## GIVEN PASSAGE
[BEGIN]

# Sears, Elgin Parts List



## Bikes62557 (Jul 23, 2017)

Wanted: Sears, Elgin Bicycle Parts List. See attached photo of cover. Original or good copy is fine.

Thanks


----------



## z-bikes (Jul 24, 2017)

I may have one. I'll try to check later.


----------



## Bikes62557 (Jul 24, 2017)

Thanks


----------



## Bikes62557 (Aug 2, 2017)

Still Looking, Thanks


----------



## rusty.kirkpatrick (Aug 2, 2017)

Think I got what you need, have the original paperwork for my 41' Elgin. Shoot me a p.m.


----------



## Bikes62557 (Aug 6, 2017)

Still need this List or Copy: 

 Thanks


----------



## Bikes62557 (Aug 30, 2017)

Still need this List


----------



## Bikes62557 (Nov 20, 2017)

Still Looking for this Elgin Parts List, either original or nice copy.  Thanks


----------



## Bikes62557 (Mar 9, 2018)

Still in need of this Elgin Parts List. Original or good copy. Thanks


----------



## Euphman06 (Mar 12, 2018)

Do you need the hardcopy? That's my lit there, I photocopied it all and posted it on a thread already


----------



## Bikes62557 (Mar 12, 2018)

Euphman06 said:


> Do you need the hardcopy? That's my lit there, I photocopied it all and posted it on a thread already



I am looking for the Elgin Parts List that has the specific models as listed on picture of cover I posted. Would like photos of all pages of this parts list that must include model # 502-173 (Murray).
Looking for original but would be grateful for detailed scanned copy that I could make up a book.


----------

[END]

## WORK REQUIRED
Answer these questions from the Sears, Elgin parts list thread.
1. On what date did z-bikes reply?
2. Which user photocopied their literature and posted it on a thread?
3. What model number must the wanted parts list include?

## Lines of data
[BEGIN]

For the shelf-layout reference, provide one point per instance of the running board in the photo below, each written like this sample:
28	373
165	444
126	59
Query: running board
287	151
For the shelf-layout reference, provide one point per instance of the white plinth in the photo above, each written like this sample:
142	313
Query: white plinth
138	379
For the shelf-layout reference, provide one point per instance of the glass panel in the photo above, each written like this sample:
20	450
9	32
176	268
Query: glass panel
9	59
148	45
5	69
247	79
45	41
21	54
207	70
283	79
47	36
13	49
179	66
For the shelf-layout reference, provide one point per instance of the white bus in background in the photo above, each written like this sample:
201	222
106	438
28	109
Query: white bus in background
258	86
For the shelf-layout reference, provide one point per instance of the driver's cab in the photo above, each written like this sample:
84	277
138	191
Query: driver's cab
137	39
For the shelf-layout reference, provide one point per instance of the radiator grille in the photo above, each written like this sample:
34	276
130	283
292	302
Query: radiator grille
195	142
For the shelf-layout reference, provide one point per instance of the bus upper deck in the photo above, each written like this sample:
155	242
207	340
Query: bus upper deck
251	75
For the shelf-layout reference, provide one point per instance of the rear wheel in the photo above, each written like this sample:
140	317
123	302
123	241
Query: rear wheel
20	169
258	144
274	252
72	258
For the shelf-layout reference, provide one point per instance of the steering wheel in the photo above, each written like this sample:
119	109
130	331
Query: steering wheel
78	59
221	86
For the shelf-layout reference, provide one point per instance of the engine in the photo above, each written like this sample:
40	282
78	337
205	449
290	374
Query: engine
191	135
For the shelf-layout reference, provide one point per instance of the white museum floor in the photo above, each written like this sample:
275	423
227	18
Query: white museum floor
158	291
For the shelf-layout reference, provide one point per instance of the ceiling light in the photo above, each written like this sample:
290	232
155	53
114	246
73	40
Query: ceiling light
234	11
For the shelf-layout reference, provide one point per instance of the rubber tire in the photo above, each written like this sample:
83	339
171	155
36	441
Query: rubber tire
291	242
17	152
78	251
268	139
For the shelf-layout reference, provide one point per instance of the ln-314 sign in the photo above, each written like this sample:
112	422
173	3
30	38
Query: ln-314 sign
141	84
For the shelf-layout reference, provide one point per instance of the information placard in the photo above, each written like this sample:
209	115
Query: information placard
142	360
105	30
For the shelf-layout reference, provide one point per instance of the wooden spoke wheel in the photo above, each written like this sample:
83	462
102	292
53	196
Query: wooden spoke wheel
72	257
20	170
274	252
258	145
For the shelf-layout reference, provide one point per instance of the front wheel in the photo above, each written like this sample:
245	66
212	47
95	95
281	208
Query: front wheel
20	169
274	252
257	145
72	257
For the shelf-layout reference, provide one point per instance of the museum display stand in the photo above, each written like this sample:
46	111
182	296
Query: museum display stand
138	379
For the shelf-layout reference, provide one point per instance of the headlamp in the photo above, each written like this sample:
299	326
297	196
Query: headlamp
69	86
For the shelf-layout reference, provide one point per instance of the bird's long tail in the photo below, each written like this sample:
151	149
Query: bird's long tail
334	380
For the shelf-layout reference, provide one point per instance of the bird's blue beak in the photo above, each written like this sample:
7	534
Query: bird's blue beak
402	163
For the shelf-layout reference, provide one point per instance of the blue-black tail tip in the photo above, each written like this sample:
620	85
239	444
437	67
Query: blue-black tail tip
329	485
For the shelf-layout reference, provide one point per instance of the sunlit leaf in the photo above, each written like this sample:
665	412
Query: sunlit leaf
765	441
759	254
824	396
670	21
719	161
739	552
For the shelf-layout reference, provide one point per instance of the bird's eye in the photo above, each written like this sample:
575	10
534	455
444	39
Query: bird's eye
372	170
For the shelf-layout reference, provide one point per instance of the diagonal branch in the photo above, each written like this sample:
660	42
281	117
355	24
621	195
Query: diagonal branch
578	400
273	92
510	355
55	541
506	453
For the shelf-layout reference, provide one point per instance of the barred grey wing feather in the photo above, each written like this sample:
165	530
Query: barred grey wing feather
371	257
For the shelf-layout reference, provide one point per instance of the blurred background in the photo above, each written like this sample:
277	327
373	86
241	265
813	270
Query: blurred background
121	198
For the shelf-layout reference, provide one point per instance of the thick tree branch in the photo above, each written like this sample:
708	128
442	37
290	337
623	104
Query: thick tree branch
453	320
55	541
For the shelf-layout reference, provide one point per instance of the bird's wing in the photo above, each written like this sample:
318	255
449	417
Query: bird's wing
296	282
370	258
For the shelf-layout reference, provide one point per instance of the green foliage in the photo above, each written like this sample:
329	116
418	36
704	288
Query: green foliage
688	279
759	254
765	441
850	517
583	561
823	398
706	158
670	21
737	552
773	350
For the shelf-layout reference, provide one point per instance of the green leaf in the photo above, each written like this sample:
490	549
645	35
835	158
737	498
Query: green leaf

[END]

## RESPONSE TO THIS EXERCISE
1. Jul 24, 2017
2. Euphman06
3. 502-173 (Murray)